:: EXERCISE INPUTS

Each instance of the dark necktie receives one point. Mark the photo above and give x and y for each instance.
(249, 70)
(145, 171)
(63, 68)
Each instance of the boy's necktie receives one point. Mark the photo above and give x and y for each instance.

::::

* _ABOUT THIS TASK_: For every entry in the records above, write an exact copy.

* _ANSWER BOX_:
Each instance of the dark necktie receives one point. Mark the photo above and give x and y for each instance.
(249, 70)
(145, 171)
(63, 68)
Each instance of the boy's necktie receives one point. Mark the photo above and give x and y for each instance.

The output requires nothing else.